SELECTED EXCERPT »
JUST FOR MEN
Women are often frustrated by the multiple ways pelvic organ prolapse impacts their lives and are confused by symptoms they don't understand. Pain with intimacy, incontinence, rectal and vaginal pressure, loss of sexual sensation, as well as other symptoms, cause significant problems with intimate relationships. While women suffer in silence with little understanding of what is happening to their bodies, men often experience isolation. POP is extremely difficult and embarrassing for many women to discuss openly with their partners; this page may help initiate a dialogue about how pelvic organ prolapse impacts your personal relationship. A little bit of information can assist couples through frustrating misunderstood circumstances.
Any of the concerns below should be openly discussed when possible between intimate partners. Conversations of this nature are often difficult to initiate; timing, privacy, location, and atmosphere are important. Never initiate a conversation if you think you may be disturbed by other people. If one partner is having a bad day, hold off initiating the conversation until another time. Supportive tone and words are necessary to have a comfortable conversation.
1. Women with pelvic organ prolapse often experience incontinence (can be either urinary or fecal) and concerns about leakage during an act of intimacy may prevent them from engaging in sexual activity for fear of an embarrassing incident. Open dialogue about this may take the edge off an occurance and enable couples to be more freely intimate.
2. Many women experience pain with intimacy; it is important to respect that a woman revealing it's painful to be intimate is telling the truth, not trying to avoid sex in general. Often alternate techniques will enable a couple to experience intimacy. Experimenting together can reunite a couple by enabling them to explore something new and exciting. Intimacy does not always have to mean intercourse.

TASK REQUIREMENTS »
1 – According to the text on pelvic organ prolapse and relationships, which factors are important when starting a conversation about these concerns? List them.
2 – Write the next part of the text on how pelvic organ prolapse affects couples, picking up after its last sentence.

DATASET CONTENT »
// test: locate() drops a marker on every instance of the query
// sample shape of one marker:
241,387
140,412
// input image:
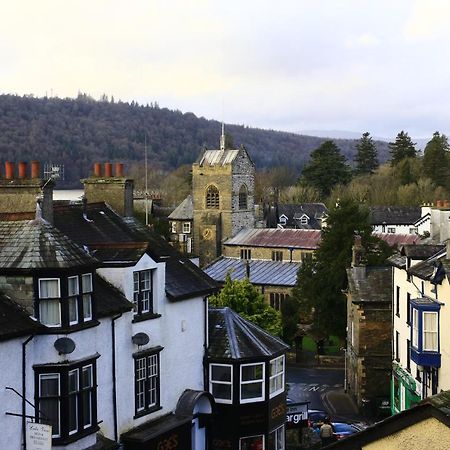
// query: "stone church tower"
223,183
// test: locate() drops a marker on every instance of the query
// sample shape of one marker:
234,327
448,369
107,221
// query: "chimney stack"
22,170
97,169
108,170
9,170
35,169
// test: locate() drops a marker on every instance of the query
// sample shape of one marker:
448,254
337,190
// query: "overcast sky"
357,65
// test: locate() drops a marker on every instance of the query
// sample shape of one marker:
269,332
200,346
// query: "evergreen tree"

YOUR WRITTEN ANSWERS »
1 – timing, privacy, location, atmosphere

2 –
3. As the day progresses, gravity has a significant impact on the degree of pain and/or discomfort a women experiences. POP symptoms will get worse as the day goes on, especially for women stand on the job. Consider experimenting with intimacy in the early part of the day.
4. Lack of sexual sensation can occur with POP; it is valuable for men to recognize that intimacy is frequently desired by women as a way to feel close or connected to her man rather than for the physical sensations experienced. Take the time to make the woman you are intimate with feel loved and special-you'll be surprised at the reaction you get. Yes, most women do want to be held.
5. Always remember that POP is a physical condition but it impacts women's lives physically, emotionally, socially, and sexually. If a woman says "not tonight honey", she may have back pain, vaginal or rectal pain or pressure, worries about leaking during the act of intimacy, discomfort from being constipated and bloated for weeks on end, or feel like her insides are falling out. Ask what you can do to make her day easier, you may be surprised at how a little help can go a long way toward soothing intimacy conflicts.